Write out the data below in full, please. Keep every character as given.

═══ INFORMATION SUPPLIED

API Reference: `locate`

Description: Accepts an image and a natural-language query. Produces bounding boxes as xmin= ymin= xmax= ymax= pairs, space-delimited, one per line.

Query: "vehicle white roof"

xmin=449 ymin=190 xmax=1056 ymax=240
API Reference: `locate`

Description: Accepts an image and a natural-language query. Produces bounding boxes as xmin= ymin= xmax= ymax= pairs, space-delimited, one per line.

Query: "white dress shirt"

══════

[SOLUTION TO THIS PROBLEM]:
API Reference: `locate`

Description: Accepts an image and a natural-language query. Produces bounding boxes as xmin= ymin= xmax= ymax= pairs, space-delimited, one per line.

Query: "vehicle white roof"

xmin=449 ymin=190 xmax=1056 ymax=240
API Reference: `locate`

Description: Accepts an image and a natural-language query. Produces bounding boxes as xmin= ymin= xmax= ymax= pairs, space-delimited, one per line.

Query: "white dress shirt"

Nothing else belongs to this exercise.